Given instruction: Retype precisely the section of the data that starts at the line containing "Return the outline of every instance of the church" and runs to its final line, ends included.
━━━ Input records
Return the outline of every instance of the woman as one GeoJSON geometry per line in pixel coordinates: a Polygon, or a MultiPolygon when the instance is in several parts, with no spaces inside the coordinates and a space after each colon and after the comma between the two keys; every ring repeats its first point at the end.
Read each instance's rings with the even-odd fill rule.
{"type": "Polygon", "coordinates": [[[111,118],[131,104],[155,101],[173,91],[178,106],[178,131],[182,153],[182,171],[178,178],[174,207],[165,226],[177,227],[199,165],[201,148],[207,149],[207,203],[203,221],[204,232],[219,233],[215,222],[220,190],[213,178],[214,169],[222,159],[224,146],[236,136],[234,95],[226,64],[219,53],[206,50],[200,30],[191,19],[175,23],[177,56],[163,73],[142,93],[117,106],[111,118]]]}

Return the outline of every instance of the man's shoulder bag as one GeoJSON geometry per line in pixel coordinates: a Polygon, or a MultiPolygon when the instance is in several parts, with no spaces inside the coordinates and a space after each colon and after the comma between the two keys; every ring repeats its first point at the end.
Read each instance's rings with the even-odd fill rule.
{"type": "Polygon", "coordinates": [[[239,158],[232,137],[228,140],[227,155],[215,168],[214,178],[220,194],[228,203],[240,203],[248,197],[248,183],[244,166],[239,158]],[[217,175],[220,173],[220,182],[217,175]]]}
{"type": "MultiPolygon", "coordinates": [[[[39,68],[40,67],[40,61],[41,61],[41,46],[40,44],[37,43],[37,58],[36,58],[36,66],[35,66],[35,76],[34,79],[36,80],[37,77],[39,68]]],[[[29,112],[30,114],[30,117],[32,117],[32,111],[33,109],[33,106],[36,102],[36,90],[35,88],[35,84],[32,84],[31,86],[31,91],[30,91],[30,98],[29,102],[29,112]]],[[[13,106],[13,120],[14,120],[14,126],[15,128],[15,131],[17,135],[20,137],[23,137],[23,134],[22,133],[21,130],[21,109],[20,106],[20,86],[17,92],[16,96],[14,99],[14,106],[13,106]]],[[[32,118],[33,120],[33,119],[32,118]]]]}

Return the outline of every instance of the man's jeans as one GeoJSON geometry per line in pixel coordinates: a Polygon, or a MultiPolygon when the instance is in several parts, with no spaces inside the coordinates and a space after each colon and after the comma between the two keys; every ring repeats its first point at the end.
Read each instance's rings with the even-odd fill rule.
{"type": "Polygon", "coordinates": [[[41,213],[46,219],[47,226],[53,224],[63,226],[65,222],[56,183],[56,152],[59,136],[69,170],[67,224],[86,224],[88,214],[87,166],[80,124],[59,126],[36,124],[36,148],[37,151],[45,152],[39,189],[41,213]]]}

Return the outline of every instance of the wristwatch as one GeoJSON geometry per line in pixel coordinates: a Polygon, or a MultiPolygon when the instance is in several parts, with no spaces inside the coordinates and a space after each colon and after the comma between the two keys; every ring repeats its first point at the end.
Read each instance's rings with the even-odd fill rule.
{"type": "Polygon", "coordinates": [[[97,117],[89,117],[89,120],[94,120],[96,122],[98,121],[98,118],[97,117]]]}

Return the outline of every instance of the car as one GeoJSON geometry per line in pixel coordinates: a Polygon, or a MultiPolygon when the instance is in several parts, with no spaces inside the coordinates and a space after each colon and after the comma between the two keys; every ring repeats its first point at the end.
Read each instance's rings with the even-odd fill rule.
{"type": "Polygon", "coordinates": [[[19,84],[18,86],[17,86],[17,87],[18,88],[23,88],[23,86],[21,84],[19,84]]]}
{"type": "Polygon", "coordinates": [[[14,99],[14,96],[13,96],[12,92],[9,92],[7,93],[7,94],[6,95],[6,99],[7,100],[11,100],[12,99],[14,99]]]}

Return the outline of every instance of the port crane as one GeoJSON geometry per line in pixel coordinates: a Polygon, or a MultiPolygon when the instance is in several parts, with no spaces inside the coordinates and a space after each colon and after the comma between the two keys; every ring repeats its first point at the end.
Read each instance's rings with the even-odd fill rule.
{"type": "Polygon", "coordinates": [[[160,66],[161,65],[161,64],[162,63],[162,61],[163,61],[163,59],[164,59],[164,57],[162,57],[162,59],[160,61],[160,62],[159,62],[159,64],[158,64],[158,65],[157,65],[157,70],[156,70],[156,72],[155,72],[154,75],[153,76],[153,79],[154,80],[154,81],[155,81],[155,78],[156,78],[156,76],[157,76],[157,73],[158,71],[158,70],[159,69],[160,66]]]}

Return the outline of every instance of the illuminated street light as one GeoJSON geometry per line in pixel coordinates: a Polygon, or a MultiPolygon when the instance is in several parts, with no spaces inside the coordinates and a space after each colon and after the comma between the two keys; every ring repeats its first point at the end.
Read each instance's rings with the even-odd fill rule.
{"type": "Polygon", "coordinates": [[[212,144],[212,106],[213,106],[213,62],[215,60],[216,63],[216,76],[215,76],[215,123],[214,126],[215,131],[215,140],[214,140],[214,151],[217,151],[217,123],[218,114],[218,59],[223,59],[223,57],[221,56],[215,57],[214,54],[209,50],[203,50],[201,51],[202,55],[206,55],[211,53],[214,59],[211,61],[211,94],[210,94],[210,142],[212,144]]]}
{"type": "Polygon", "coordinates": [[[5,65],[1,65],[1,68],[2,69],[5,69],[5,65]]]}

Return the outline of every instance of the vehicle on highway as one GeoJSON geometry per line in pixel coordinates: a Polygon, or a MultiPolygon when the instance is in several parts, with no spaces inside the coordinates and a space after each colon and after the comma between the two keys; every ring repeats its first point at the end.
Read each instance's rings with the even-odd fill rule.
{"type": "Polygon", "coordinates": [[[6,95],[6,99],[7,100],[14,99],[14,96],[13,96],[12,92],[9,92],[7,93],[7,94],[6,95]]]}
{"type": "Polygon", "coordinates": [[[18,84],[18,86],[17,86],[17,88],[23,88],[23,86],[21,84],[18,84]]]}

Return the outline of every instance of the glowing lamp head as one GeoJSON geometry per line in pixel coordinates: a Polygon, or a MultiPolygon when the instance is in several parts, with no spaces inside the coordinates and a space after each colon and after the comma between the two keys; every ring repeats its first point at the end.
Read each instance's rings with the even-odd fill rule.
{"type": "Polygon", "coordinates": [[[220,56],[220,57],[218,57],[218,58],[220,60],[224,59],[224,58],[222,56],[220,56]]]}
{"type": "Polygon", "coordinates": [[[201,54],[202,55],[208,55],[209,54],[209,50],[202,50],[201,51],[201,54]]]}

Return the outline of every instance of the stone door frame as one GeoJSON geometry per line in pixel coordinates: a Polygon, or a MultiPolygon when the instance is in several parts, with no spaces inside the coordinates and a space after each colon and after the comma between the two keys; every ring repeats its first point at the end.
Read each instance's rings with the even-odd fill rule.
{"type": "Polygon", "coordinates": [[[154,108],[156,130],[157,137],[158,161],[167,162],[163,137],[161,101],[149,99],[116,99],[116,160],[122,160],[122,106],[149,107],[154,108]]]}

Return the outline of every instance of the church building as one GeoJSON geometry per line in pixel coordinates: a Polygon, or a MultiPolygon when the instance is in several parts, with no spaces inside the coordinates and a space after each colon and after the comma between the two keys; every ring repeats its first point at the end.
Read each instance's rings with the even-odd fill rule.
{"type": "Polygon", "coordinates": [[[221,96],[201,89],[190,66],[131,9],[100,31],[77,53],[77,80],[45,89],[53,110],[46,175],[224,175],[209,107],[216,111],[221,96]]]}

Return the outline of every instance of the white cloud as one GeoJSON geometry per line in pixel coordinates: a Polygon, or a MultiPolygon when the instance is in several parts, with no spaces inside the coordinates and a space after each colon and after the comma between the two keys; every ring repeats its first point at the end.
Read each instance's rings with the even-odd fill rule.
━━━━━━
Completed task:
Return the outline of every instance of the church building as one GeoJSON geometry per line in pixel coordinates: a Polygon, or a MultiPolygon when the instance is in several parts, with no spaces inside the coordinates and a space after each colon and after the comma between the two keys; every ring repeats its first point at the end.
Read each instance's rings with the even-odd fill rule.
{"type": "Polygon", "coordinates": [[[221,96],[201,89],[190,66],[131,9],[100,31],[77,53],[77,80],[45,89],[53,110],[46,175],[224,175],[209,107],[216,111],[221,96]]]}

Return the outline of every instance of the white cloud as one GeoJSON geometry per line in pixel coordinates: a Polygon, or a MultiPolygon when the instance is in several parts, with no spaces inside the coordinates and a space after each colon and after the comma between the two keys; every ring repeats its first point at the end.
Read each instance's rings with the even-odd fill rule.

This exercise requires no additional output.